SELECTION:
━━━━━━━━━━
AlertManager Integration with Prometheus

One day I got a call from one of my friend and he said to me that he is facing difficulties while setting up AlertManager with Prometheus. Then, I observed that most of the people face such issues while establishing a connection between AlertManager and receiver such as E-mail, Slack etc.

From there, I got motivation for writing this blog so AlertManager setup with Prometheus will be a piece of cake for everyone.

If you are new to AlertManager I would suggest you go through with our Prometheus blog.

What Actually AlertManager Is?

AlertManager is used to handle alerts for client applications (like Prometheus). It also takes care of alerts deduplicating, grouping and then routes them to different receivers such as E-mail, Slack, Pager Duty.

In this blog, we will only discuss on Slack and E-mail receivers.

AlertManager can be configured via command-line flags and configuration file. While command line flags configure system parameters for AlertManager,  the configuration file defines inhibition rules, notification routing, and notification receivers.

Architecture

Here is a basic architecture of AlertManager with Prometheus.

This is how Prometheus architecture works:-

  • If you see in the above picture Prometheus is scraping the metrics from its client application(exporters).
  • When the alert is generated then it pushes it to the AlertManager, later AlertManager validates the alerts groups on the basis of labels.
  • and then forward it to the receivers like Email or Slack.
━━━━━━━━━━
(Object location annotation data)

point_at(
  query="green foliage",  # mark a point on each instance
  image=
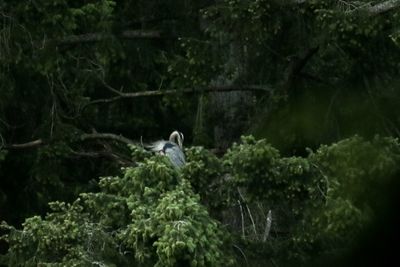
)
(150, 216)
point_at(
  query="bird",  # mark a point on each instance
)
(173, 149)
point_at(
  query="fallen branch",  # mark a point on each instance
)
(34, 143)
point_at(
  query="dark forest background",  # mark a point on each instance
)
(312, 85)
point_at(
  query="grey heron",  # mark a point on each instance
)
(172, 148)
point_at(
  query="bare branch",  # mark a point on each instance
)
(34, 143)
(103, 154)
(211, 89)
(96, 37)
(383, 7)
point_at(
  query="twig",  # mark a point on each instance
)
(111, 136)
(241, 213)
(267, 226)
(244, 255)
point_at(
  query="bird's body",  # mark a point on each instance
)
(172, 149)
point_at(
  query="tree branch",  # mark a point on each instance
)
(111, 136)
(96, 37)
(34, 143)
(383, 7)
(372, 10)
(103, 154)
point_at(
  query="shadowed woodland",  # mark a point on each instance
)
(289, 111)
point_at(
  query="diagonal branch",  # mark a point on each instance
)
(211, 89)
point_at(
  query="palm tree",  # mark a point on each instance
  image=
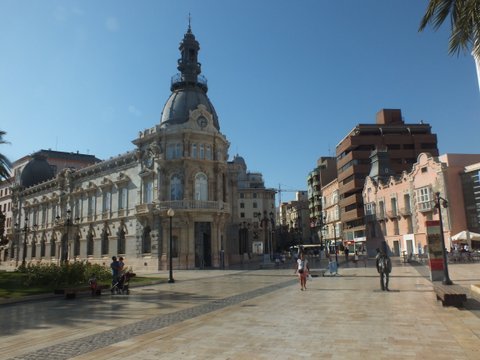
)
(464, 20)
(5, 164)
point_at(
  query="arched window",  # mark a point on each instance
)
(42, 246)
(201, 187)
(146, 240)
(34, 247)
(53, 246)
(147, 191)
(76, 245)
(176, 188)
(105, 241)
(121, 241)
(89, 244)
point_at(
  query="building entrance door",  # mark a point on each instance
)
(409, 247)
(203, 245)
(396, 248)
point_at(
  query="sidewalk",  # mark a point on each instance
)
(253, 314)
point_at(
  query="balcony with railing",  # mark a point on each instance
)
(392, 214)
(196, 205)
(426, 206)
(380, 215)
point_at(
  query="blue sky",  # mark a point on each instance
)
(288, 78)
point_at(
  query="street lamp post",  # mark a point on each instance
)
(335, 241)
(272, 222)
(66, 236)
(170, 214)
(25, 231)
(446, 278)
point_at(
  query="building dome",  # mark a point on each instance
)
(182, 101)
(189, 88)
(36, 171)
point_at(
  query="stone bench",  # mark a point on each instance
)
(317, 272)
(450, 295)
(71, 292)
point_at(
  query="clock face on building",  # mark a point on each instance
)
(202, 122)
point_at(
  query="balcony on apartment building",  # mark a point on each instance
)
(405, 211)
(426, 206)
(352, 214)
(392, 214)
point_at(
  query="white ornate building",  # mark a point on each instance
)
(119, 206)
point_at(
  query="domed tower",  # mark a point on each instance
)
(184, 167)
(189, 88)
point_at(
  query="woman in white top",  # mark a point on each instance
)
(302, 271)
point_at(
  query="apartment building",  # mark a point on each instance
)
(397, 207)
(404, 142)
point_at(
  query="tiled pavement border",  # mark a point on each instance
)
(97, 341)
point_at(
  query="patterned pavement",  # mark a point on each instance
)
(252, 314)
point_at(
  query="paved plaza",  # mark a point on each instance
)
(253, 314)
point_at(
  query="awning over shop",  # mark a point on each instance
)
(465, 236)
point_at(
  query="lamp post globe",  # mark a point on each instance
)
(170, 214)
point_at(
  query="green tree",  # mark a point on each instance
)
(464, 20)
(5, 164)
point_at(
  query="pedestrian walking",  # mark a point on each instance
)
(302, 271)
(355, 258)
(332, 265)
(115, 266)
(384, 268)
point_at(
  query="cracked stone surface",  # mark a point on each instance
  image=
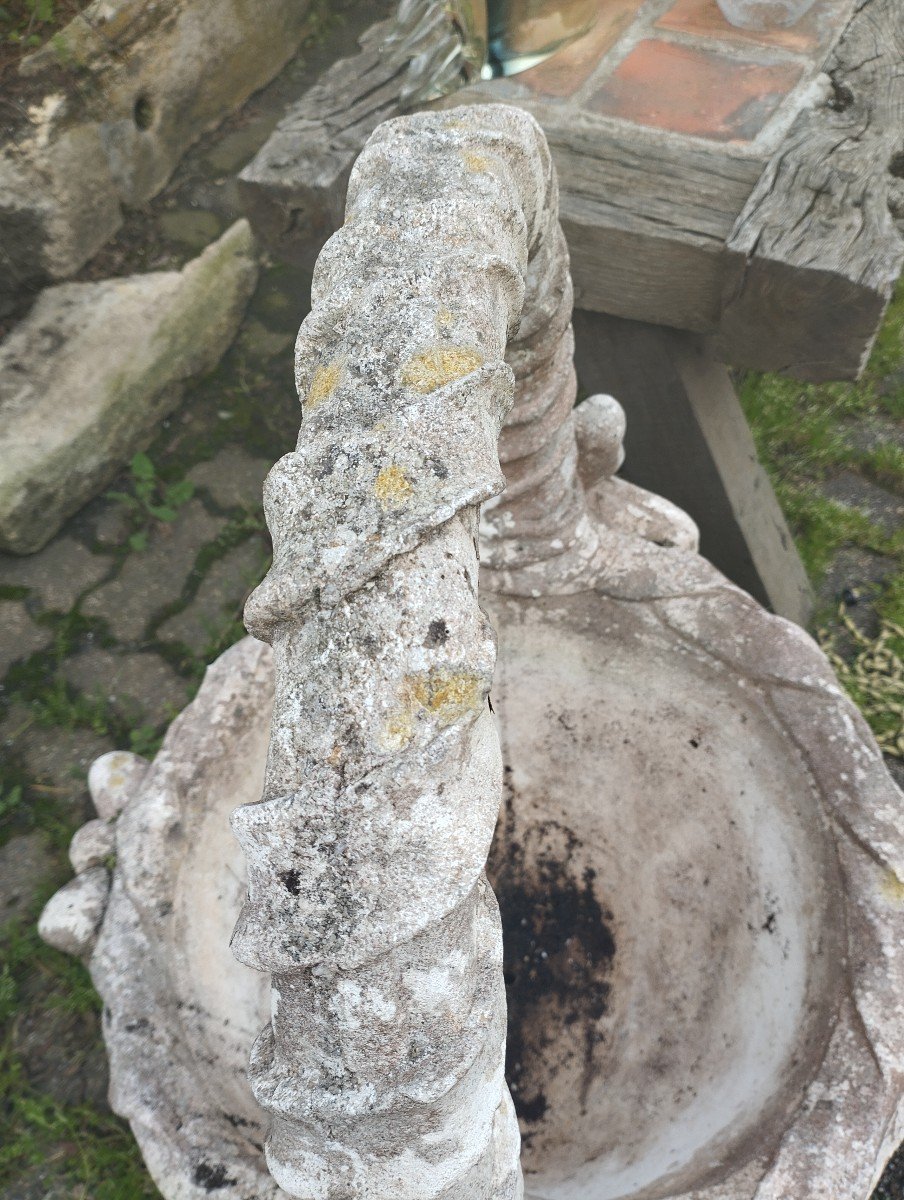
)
(91, 370)
(135, 684)
(55, 576)
(154, 579)
(282, 304)
(220, 597)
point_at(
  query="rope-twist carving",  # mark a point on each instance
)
(367, 899)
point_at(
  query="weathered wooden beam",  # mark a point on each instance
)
(815, 253)
(687, 439)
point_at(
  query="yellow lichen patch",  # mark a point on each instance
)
(448, 695)
(442, 696)
(324, 383)
(433, 369)
(474, 161)
(391, 487)
(892, 888)
(399, 731)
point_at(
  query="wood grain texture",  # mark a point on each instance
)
(788, 262)
(294, 189)
(819, 245)
(688, 441)
(646, 216)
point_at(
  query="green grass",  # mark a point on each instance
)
(25, 24)
(93, 1152)
(803, 435)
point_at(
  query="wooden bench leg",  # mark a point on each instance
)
(689, 442)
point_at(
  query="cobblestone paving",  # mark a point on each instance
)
(105, 636)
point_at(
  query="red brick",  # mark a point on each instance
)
(814, 31)
(568, 69)
(699, 91)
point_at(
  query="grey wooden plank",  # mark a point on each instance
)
(688, 441)
(819, 245)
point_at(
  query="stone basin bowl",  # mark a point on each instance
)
(698, 862)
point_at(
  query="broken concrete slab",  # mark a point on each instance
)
(23, 636)
(154, 579)
(119, 96)
(143, 687)
(88, 375)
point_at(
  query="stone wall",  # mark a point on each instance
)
(108, 107)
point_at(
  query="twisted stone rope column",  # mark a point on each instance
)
(367, 900)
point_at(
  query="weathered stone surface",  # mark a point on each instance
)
(129, 89)
(599, 429)
(91, 845)
(58, 203)
(24, 864)
(22, 636)
(708, 797)
(88, 375)
(153, 579)
(61, 1055)
(72, 916)
(55, 576)
(142, 687)
(233, 479)
(114, 780)
(220, 597)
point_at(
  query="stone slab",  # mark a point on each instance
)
(119, 96)
(142, 687)
(153, 579)
(85, 378)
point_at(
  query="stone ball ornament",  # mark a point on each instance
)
(561, 869)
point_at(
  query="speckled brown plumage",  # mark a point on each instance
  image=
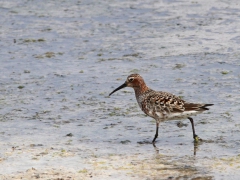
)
(160, 105)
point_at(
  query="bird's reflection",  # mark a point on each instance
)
(195, 147)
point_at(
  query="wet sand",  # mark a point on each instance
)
(61, 59)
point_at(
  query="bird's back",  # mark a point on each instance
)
(166, 106)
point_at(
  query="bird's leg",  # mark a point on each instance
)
(156, 135)
(195, 137)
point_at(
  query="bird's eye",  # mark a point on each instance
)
(130, 79)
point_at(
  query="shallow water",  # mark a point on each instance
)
(61, 59)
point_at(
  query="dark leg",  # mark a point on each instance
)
(195, 137)
(156, 135)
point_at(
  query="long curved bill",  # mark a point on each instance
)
(120, 87)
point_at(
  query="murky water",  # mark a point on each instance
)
(61, 59)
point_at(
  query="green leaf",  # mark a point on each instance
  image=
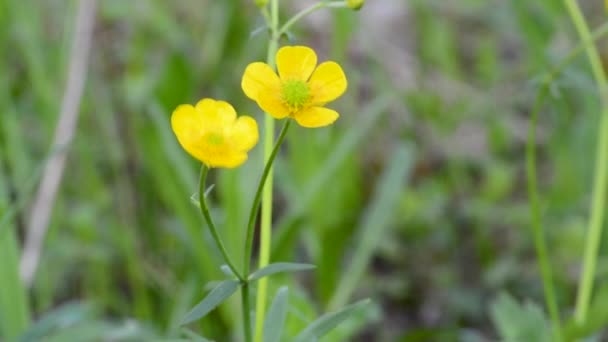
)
(597, 319)
(192, 336)
(194, 197)
(219, 294)
(327, 322)
(279, 267)
(14, 308)
(275, 320)
(227, 271)
(517, 322)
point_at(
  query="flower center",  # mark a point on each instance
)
(214, 139)
(295, 93)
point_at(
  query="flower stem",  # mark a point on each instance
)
(308, 10)
(594, 230)
(258, 196)
(216, 236)
(266, 220)
(246, 304)
(539, 238)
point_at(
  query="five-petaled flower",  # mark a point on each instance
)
(301, 88)
(212, 133)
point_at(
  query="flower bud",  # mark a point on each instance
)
(355, 4)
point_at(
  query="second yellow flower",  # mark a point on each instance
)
(300, 90)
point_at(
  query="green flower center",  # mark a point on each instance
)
(214, 139)
(295, 93)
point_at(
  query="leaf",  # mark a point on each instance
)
(194, 197)
(327, 322)
(192, 336)
(279, 267)
(227, 271)
(516, 322)
(597, 319)
(219, 294)
(275, 320)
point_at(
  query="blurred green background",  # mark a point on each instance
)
(415, 198)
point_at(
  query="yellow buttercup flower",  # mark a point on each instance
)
(300, 90)
(212, 133)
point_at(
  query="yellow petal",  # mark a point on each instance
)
(316, 117)
(229, 160)
(296, 62)
(258, 77)
(244, 133)
(216, 115)
(187, 125)
(327, 83)
(271, 103)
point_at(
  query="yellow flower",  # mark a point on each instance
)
(211, 133)
(301, 88)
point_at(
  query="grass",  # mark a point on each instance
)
(433, 235)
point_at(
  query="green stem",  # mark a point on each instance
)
(539, 238)
(266, 220)
(251, 225)
(246, 304)
(594, 230)
(308, 10)
(216, 236)
(253, 214)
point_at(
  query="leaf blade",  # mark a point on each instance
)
(279, 267)
(327, 322)
(218, 295)
(275, 321)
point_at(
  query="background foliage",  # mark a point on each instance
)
(416, 198)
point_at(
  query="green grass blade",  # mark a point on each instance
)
(14, 310)
(329, 321)
(377, 219)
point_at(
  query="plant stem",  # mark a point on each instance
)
(594, 230)
(251, 225)
(253, 214)
(266, 220)
(539, 238)
(245, 301)
(216, 236)
(307, 11)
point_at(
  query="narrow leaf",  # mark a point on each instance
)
(194, 197)
(279, 267)
(273, 325)
(329, 321)
(219, 294)
(192, 336)
(227, 271)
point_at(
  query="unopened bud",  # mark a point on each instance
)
(261, 3)
(355, 4)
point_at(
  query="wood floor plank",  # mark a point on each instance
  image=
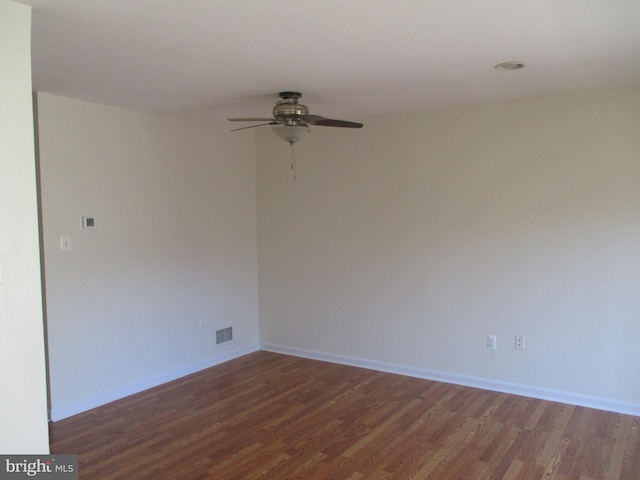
━━━━━━━━━━
DIRECTIVE A:
Decide whether each statement agrees with the AlertManager text, answering yes or no and quoting the deciding words: (i) AlertManager can route alerts to Pager Duty; (ii) the text plans to cover Pager Duty receivers; (iii) command-line flags define notification routing.
DIRECTIVE B:
Resume the AlertManager text after its last sentence.
The lines are material of their own, apart from the AlertManager text.

ANSWER A:
(i) Yes: "routes them to different receivers such as E-mail, Slack, Pager Duty."
(ii) No: "In this blog, we will only discuss on Slack and E-mail receivers."
(iii) No: "the configuration file defines inhibition rules, notification routing, and notification receivers."

ANSWER B:
If you want to use a single AlertManager for multiple Prometheus server you can also do that. Then architecture will look like this:-

Installation

Installation part of AlertManager is not a fancy thing, we just simply need to download the latest binary of AlertManager from here.

$ cd /opt/
$ wget https://github.com/prometheus/alertmanager/releases/download/v0.11.0/alertmanager-0.11.0.linux-amd64.tar.gz

After downloading, let’s extract the files.

$ tar -xvzf alertmanager-0.11.0.linux-amd64.tar.gz

So we can start AlertManager from here as well but it is always a good practice to follow Linux directory structure.

$ mv alertmanager-0.11.0.linux-amd64/alertmanager /usr/local/bin/

 Configuration

Once the tar file is extracted and binary file is placed at the right location then the configuration part will come. Although AlertManager extracted directory contains the configuration file as well but it is not of our use. So we will create our own configuration. Let’s start by creating a directory for configuration.

$ mkdir /etc/alertmanager/

Then the configuration file will take place.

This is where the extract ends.